EXERCISE DESCRIPTION: Which lines in the items below contain the string "side"? List each of those lines in full. Case counts.

---

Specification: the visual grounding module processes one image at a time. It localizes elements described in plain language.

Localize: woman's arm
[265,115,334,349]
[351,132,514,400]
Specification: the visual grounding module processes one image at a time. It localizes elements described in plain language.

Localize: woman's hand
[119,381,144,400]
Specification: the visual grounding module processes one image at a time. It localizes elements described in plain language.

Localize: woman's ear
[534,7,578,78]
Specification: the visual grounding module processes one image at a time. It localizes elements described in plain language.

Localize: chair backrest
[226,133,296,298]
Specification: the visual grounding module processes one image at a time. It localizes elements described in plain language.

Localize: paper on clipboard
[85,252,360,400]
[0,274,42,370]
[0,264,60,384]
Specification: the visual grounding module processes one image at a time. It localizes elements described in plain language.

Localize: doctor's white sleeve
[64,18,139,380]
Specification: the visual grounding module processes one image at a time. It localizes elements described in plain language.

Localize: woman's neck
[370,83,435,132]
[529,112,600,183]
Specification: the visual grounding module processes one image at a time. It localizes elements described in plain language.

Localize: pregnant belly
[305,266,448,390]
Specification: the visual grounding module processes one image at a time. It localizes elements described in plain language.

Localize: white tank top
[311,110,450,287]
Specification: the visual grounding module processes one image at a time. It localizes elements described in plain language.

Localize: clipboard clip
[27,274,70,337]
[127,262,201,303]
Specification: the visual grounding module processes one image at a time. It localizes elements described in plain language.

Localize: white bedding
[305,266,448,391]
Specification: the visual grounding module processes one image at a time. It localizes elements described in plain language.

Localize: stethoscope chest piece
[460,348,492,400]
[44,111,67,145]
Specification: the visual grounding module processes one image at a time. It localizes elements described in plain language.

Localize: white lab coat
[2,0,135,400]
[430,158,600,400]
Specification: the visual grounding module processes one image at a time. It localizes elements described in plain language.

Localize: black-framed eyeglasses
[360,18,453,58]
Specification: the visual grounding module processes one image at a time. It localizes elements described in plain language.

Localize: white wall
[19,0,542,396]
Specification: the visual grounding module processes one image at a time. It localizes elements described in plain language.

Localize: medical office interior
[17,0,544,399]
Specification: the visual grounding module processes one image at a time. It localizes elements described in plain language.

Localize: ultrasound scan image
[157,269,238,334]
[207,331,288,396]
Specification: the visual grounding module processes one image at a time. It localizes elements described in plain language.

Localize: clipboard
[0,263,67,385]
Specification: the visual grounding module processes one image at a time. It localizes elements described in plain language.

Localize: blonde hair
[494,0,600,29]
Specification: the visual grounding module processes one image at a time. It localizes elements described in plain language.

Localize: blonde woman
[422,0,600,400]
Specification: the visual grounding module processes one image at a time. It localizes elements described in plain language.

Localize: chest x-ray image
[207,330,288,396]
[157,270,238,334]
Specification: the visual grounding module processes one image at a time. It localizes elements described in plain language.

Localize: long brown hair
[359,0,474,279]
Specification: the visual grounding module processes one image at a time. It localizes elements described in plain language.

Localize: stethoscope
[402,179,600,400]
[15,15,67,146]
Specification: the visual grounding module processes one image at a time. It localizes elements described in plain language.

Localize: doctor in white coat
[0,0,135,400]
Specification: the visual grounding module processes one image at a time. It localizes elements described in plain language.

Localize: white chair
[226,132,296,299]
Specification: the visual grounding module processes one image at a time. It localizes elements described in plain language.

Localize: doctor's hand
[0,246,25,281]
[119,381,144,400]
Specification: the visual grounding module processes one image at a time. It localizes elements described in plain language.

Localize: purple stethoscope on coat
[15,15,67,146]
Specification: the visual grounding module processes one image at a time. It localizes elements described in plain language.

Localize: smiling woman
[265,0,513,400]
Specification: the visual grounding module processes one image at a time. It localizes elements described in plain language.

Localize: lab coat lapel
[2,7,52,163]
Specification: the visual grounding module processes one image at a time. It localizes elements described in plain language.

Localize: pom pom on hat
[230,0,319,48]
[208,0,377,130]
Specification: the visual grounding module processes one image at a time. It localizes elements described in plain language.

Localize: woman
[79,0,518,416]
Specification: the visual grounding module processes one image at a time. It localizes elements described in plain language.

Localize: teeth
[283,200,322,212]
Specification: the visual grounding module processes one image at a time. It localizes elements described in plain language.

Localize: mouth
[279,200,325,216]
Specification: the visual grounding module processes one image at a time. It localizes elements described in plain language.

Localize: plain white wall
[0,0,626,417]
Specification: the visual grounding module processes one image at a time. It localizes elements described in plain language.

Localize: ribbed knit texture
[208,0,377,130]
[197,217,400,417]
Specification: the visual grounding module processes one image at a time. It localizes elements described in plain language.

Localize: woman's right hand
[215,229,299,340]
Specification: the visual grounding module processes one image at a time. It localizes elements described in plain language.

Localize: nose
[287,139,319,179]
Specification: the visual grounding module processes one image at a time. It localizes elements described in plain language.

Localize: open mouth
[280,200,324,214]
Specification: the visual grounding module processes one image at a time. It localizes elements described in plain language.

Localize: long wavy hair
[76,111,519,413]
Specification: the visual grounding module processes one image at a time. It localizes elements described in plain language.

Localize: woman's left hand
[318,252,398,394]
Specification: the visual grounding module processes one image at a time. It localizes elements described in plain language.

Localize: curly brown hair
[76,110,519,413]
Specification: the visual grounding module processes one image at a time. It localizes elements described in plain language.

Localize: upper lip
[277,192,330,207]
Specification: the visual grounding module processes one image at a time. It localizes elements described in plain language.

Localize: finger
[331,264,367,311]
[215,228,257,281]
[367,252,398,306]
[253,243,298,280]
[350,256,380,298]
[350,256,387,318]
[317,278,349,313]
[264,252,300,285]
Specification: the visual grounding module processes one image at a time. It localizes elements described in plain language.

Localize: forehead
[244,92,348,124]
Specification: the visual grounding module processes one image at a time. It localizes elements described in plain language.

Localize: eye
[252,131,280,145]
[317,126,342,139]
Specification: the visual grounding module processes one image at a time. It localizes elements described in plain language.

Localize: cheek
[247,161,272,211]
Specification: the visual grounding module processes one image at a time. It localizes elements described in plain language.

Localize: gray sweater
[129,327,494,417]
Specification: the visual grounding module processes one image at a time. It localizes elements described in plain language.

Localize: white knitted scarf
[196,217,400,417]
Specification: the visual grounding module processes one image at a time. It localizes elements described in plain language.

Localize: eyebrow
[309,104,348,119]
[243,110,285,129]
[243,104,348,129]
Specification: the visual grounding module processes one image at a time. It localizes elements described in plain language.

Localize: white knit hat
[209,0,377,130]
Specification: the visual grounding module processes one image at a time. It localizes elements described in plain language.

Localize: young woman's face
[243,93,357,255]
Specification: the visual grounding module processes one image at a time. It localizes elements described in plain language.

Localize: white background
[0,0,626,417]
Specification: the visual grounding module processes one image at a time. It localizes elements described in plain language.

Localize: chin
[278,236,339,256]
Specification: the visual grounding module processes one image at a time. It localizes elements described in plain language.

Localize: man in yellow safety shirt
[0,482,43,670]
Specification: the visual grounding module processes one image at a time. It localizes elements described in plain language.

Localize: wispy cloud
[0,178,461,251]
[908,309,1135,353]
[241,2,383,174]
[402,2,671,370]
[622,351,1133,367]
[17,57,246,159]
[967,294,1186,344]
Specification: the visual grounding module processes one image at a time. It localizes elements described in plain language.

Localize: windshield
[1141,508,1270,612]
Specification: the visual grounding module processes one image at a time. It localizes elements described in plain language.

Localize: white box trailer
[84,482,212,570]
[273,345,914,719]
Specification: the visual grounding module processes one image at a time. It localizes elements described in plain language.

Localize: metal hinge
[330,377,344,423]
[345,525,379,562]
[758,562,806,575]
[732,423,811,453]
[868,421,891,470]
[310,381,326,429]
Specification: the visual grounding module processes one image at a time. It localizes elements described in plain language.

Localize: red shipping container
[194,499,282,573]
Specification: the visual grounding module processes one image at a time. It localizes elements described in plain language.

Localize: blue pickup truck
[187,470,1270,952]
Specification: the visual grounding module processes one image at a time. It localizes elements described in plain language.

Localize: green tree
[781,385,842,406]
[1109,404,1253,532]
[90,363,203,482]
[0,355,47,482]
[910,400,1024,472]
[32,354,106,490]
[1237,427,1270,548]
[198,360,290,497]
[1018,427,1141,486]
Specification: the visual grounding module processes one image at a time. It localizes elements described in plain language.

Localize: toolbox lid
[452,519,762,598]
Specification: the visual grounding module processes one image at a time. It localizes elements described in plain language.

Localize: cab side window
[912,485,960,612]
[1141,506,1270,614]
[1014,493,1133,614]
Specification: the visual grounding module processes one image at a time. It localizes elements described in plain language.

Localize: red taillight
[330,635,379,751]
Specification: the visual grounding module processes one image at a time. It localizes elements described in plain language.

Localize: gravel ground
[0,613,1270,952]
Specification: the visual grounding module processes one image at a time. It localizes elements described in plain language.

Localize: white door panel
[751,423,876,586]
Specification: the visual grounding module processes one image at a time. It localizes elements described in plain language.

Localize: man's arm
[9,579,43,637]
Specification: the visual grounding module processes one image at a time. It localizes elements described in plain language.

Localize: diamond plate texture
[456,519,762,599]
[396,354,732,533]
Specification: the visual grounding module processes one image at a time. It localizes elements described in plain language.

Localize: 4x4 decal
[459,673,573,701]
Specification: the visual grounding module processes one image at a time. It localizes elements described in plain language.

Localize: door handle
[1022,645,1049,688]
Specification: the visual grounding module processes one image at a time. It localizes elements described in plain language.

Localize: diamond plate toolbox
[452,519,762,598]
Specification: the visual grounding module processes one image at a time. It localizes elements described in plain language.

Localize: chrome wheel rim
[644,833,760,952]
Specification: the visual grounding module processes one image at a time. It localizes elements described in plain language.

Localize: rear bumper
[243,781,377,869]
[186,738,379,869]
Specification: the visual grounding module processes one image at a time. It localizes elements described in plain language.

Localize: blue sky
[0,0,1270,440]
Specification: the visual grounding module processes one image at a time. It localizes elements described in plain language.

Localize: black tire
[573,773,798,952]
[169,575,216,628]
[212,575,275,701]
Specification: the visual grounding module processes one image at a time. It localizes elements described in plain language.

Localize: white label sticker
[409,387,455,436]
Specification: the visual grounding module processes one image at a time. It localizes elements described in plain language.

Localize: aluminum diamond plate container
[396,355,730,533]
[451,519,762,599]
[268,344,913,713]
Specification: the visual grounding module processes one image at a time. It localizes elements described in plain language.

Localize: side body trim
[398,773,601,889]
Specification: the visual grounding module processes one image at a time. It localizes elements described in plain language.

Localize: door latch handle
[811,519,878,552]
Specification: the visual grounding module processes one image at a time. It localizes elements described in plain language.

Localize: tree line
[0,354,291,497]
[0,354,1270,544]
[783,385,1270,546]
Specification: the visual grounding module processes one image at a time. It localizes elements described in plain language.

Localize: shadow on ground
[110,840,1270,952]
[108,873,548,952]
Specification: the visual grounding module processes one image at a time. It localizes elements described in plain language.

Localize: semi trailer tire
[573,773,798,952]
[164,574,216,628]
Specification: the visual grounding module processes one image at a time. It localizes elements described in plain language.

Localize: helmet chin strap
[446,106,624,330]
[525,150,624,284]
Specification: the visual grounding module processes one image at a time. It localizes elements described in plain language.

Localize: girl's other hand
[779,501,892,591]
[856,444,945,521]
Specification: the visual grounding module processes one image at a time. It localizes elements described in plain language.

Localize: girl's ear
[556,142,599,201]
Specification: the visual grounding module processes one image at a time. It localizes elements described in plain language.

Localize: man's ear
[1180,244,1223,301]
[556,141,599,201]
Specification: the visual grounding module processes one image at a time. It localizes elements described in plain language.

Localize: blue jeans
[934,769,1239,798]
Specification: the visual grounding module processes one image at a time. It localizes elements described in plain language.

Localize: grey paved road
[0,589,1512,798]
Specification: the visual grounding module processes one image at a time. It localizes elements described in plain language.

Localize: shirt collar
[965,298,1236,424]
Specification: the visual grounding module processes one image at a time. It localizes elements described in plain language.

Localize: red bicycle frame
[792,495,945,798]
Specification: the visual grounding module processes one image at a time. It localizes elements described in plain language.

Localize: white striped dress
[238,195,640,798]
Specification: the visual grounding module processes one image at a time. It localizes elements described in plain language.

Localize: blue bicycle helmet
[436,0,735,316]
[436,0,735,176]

---

EXERCISE RESULT:
Localize: cab side window
Localize: side body trim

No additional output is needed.